Saved data entries:
----------------------------------------

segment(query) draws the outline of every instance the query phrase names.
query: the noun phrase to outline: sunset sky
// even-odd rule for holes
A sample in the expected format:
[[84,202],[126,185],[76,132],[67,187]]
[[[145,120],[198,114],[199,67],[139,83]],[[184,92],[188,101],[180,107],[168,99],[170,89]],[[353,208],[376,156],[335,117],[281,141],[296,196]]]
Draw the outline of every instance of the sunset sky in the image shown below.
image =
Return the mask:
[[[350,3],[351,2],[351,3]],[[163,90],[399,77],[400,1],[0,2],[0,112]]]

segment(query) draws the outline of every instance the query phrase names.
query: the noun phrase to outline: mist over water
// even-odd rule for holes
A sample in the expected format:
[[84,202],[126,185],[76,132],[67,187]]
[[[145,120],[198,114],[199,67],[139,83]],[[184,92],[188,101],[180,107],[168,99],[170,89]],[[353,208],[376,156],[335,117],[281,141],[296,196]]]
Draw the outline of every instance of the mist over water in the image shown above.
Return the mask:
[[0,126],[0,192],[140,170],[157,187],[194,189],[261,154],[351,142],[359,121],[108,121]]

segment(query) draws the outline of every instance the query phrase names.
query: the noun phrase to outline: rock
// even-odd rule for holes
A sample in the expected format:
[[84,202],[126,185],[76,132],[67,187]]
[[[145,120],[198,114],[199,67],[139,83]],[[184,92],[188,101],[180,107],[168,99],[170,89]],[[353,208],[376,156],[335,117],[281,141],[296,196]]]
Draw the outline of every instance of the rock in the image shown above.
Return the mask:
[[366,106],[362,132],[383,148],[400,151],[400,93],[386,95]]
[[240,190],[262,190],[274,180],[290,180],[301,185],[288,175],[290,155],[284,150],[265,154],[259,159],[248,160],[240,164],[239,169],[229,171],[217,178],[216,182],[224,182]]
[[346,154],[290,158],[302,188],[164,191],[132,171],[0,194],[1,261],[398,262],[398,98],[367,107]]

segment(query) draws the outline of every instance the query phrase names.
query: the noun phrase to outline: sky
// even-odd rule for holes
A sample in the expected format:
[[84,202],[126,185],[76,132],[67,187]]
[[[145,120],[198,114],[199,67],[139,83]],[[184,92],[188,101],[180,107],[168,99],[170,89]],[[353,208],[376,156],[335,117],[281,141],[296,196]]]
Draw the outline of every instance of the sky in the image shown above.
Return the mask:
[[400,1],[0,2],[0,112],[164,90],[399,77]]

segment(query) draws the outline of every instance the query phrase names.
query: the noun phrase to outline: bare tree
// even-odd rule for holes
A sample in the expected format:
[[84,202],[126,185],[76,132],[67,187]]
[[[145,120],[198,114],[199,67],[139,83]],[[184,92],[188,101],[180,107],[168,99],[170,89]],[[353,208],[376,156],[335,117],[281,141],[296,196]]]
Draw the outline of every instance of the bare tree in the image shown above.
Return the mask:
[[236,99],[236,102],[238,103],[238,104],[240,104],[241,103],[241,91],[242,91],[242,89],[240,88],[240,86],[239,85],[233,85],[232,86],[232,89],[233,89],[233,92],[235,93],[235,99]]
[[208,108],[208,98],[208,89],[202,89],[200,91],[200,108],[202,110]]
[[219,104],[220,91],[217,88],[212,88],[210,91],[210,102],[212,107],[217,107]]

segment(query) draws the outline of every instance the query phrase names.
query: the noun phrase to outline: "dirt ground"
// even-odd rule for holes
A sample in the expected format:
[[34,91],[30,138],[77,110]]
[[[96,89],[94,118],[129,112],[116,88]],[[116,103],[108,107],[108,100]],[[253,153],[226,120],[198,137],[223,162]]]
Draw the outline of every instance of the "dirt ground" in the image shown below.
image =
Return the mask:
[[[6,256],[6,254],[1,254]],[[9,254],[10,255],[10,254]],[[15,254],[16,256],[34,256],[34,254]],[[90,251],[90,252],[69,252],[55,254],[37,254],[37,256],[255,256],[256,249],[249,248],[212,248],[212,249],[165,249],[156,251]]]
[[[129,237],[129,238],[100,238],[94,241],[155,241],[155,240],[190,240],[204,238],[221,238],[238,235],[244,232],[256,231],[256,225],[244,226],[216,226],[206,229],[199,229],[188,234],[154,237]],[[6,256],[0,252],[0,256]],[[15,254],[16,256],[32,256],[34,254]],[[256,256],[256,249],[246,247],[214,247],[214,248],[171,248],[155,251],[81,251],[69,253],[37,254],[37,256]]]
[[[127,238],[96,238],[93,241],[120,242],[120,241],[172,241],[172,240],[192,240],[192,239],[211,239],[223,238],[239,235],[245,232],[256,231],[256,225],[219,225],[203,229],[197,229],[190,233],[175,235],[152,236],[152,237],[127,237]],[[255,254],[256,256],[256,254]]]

----------------------------------------

#### What you will do:
All the data needs repeating. Return it exactly.

#### Result for this exercise:
segment(query) draws the outline of every instance the query phrase names.
query: the noun phrase to outline: sunset sky
// even-odd rule for holes
A sample in the expected format:
[[84,202],[126,185],[76,132],[67,187]]
[[[145,120],[198,114],[199,67],[139,83]],[[184,92],[188,101],[180,107],[168,99],[170,89]],[[353,208],[376,156],[335,117],[281,141],[296,196]]]
Draw the outline of every instance of the sunset sky in the image shown below.
image =
Return the mask:
[[[350,3],[351,2],[351,3]],[[163,90],[399,77],[400,1],[0,2],[0,112]]]

segment(query) draws the outline of every instance the query phrase names.
query: the noun phrase to outline: mist over water
// even-odd rule for holes
A sample in the expected format:
[[84,202],[126,185],[76,132],[67,187]]
[[[145,120],[198,114],[199,67],[139,83]],[[184,92],[188,101],[180,107],[168,99],[170,89]],[[353,208],[376,156],[335,117],[281,141],[296,196]]]
Draw the outline of every instance of the mist over water in the image shown above.
Return the mask:
[[0,126],[0,192],[140,170],[157,187],[194,189],[261,154],[351,142],[359,121],[108,121]]

segment(query) draws the outline of every instance the query phrase names.
query: the noun phrase to outline: rock
// even-odd rule for holes
A sample in the expected format:
[[84,202],[126,185],[76,132],[67,187]]
[[[145,120],[198,114],[199,67],[139,83]],[[184,92],[188,101],[180,107],[168,99],[170,89]],[[353,208],[376,156],[335,117],[281,141],[296,196]]]
Draw the outline of every instance of the rock in the image shown above.
Return the mask:
[[366,106],[362,132],[383,148],[400,151],[400,93],[386,95]]
[[240,190],[262,190],[274,180],[290,180],[301,185],[288,175],[290,155],[284,150],[265,154],[259,159],[248,160],[240,164],[239,169],[229,171],[217,178],[216,182],[224,182]]
[[346,154],[290,158],[302,188],[164,191],[132,171],[0,194],[1,261],[398,262],[398,98],[367,107]]

segment(query) draws the outline of every instance the query phrase names.
query: the noun phrase to outline: sky
// even-odd rule for holes
A sample in the expected format:
[[84,202],[126,185],[76,132],[67,187]]
[[[145,120],[198,114],[199,67],[139,83]],[[184,92],[188,101],[180,107],[168,99],[170,89]],[[353,208],[376,156],[335,117],[281,141],[296,196]]]
Draw the outline of every instance of the sky in the image shown above.
Return the mask:
[[400,1],[0,2],[0,112],[164,90],[399,77]]

segment(query) draws the outline of every instance the query phrase names.
query: the noun phrase to outline: bare tree
// even-odd rule for holes
A sample in the expected format:
[[84,202],[126,185],[76,132],[67,187]]
[[[145,120],[198,114],[199,67],[139,83]],[[184,92],[188,101],[180,107],[168,99],[170,89]],[[353,208],[376,156],[335,117],[281,141],[296,196]]]
Draw the outline of every instance of the bare tree in the image shown above.
Return the mask:
[[236,99],[236,102],[238,103],[238,104],[240,104],[241,103],[241,91],[242,91],[242,89],[240,88],[240,86],[239,85],[233,85],[232,86],[232,89],[233,89],[233,92],[235,93],[235,99]]
[[208,108],[208,98],[208,89],[202,89],[200,91],[200,108],[202,110]]
[[219,104],[220,91],[217,88],[212,88],[210,91],[210,102],[212,107],[217,107]]

segment(query) draws the outline of every instance the query phrase names.
query: the noun phrase to outline: "dirt ground"
// even-odd rule for holes
A sample in the expected format:
[[34,91],[30,138],[77,110]]
[[[96,89],[94,118],[129,112],[116,88]],[[116,103],[108,107],[108,100]],[[253,153],[226,120],[198,137],[223,162]]]
Draw the outline of every instance of the "dirt ground" in the image shown below.
image =
Return the mask:
[[[6,256],[6,254],[1,254]],[[9,254],[10,255],[10,254]],[[15,254],[16,256],[34,256],[34,254]],[[90,251],[90,252],[69,252],[55,254],[37,254],[37,256],[255,256],[256,249],[249,248],[212,248],[212,249],[165,249],[156,251]]]
[[[129,237],[129,238],[100,238],[94,241],[155,241],[155,240],[190,240],[204,238],[221,238],[238,235],[244,232],[256,231],[256,225],[244,226],[216,226],[206,229],[199,229],[188,234],[154,237]],[[6,256],[0,252],[0,256]],[[15,254],[16,256],[32,256],[34,254]],[[256,256],[256,249],[246,247],[214,247],[214,248],[171,248],[155,251],[81,251],[69,253],[37,254],[37,256]]]
[[[127,238],[96,238],[93,241],[120,242],[120,241],[172,241],[172,240],[192,240],[192,239],[211,239],[223,238],[239,235],[245,232],[256,231],[256,225],[219,225],[203,229],[197,229],[190,233],[175,235],[152,236],[152,237],[127,237]],[[255,254],[256,256],[256,254]]]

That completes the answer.